▶ **INPUT RECORDS**
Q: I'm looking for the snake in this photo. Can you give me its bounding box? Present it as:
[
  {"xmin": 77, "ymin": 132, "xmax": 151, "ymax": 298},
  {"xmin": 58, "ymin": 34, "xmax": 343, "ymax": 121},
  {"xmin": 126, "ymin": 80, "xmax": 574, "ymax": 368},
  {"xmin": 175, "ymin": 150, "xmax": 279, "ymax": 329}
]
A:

▶ **WHAT YOU HAVE TO DO**
Please copy the material above line for line, changing nothing.

▶ **FINAL RESULT**
Q: I'm looking for the snake in this photo. Can you give me its bounding box? Present it as:
[
  {"xmin": 77, "ymin": 132, "xmax": 151, "ymax": 298},
  {"xmin": 58, "ymin": 34, "xmax": 343, "ymax": 121},
  {"xmin": 126, "ymin": 80, "xmax": 574, "ymax": 368},
  {"xmin": 175, "ymin": 150, "xmax": 279, "ymax": 329}
]
A:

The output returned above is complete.